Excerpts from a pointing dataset
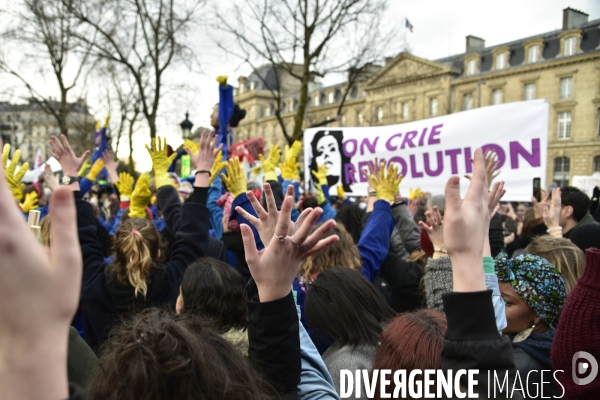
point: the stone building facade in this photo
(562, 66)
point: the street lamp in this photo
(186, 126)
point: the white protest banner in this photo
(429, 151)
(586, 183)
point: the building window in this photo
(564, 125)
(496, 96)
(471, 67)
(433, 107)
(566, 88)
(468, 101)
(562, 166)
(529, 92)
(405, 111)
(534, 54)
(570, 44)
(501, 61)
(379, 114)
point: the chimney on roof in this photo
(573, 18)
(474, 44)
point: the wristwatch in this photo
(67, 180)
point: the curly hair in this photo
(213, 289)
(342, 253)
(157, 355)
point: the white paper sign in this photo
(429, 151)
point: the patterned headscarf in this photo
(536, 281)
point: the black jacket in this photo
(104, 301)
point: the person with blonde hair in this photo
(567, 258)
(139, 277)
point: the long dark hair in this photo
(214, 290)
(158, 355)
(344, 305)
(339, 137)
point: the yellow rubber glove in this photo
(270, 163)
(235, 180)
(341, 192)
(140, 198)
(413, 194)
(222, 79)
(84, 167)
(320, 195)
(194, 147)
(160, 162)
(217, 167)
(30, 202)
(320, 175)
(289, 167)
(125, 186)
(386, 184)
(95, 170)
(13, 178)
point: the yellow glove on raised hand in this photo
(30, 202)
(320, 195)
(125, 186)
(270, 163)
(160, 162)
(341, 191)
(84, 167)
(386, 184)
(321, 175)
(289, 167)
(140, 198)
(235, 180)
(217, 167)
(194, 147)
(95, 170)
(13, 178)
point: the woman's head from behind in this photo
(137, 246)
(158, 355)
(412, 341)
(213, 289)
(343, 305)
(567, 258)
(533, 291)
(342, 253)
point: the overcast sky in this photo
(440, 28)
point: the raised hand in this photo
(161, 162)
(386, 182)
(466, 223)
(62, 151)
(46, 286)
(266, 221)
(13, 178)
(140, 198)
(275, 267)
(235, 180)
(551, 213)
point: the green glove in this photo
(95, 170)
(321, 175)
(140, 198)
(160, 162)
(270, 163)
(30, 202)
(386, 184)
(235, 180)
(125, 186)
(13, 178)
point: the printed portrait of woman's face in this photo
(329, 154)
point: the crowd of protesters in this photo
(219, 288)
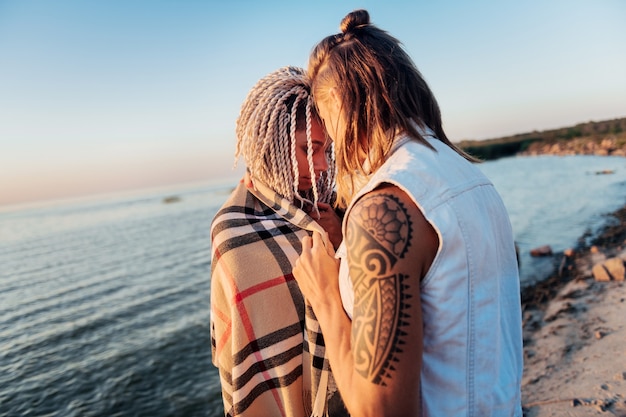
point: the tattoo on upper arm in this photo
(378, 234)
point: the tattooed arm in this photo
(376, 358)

==

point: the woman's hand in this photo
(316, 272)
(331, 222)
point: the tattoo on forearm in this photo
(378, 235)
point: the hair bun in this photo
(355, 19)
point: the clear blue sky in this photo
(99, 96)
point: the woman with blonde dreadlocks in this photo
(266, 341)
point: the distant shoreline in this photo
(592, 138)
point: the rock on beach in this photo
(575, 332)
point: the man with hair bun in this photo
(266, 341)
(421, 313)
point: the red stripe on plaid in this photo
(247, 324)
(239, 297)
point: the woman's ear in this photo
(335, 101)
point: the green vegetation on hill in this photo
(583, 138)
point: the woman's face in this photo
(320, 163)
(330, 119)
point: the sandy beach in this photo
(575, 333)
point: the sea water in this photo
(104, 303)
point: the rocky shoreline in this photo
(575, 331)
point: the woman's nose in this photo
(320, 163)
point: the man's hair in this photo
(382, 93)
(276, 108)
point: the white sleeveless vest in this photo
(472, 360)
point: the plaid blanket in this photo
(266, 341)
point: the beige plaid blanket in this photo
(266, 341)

EXERCISE
Extract each line of the material that contains the word "building".

SOLUTION TO THE PROBLEM
point: the stone building facade in this photo
point: the building window in this photo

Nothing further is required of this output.